◆ WORKING DATA

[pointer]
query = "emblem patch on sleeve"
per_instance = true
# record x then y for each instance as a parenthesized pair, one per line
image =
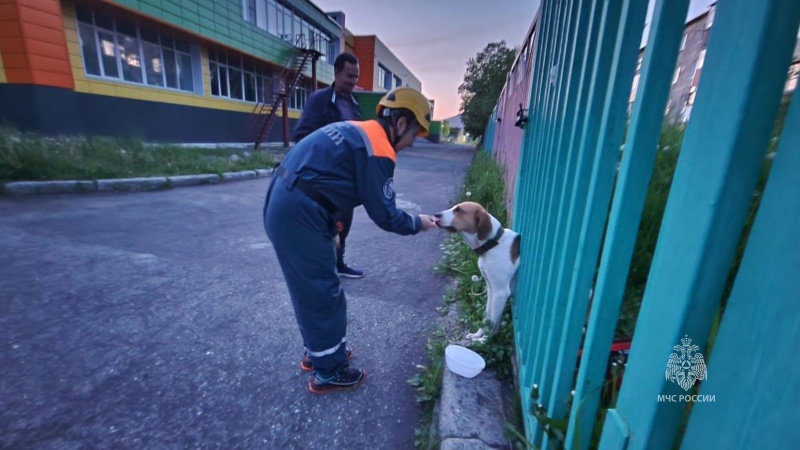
(388, 189)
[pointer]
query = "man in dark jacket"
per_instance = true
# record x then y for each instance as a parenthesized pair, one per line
(338, 167)
(329, 105)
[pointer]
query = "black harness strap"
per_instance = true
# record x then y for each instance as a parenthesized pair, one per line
(491, 243)
(307, 188)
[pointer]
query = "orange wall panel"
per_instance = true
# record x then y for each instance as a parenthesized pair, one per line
(33, 43)
(364, 49)
(15, 61)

◆ OBJECTIVE
Transcribe every line of the entries above with no changes, and leave the pictures out.

◆ WRITTEN REPLY
[pointer]
query = "emblem patch on sleeve"
per_instance = true
# record x then y for each instance as a parenthesized pair, one per line
image =
(388, 189)
[pointer]
query = "man in dark jacket"
per_instance = true
# record x then y for each instance as a parenthesized pair, one per line
(338, 167)
(329, 105)
[pointer]
query = "black harness strap"
per_instance = true
# record x then y for each instance as a parenthesized pair, one per line
(491, 243)
(307, 188)
[pointer]
query = "orange wall panel"
per_instance = true
# record x then y for each instance as a parenthesized pair, one per line
(33, 43)
(364, 49)
(15, 61)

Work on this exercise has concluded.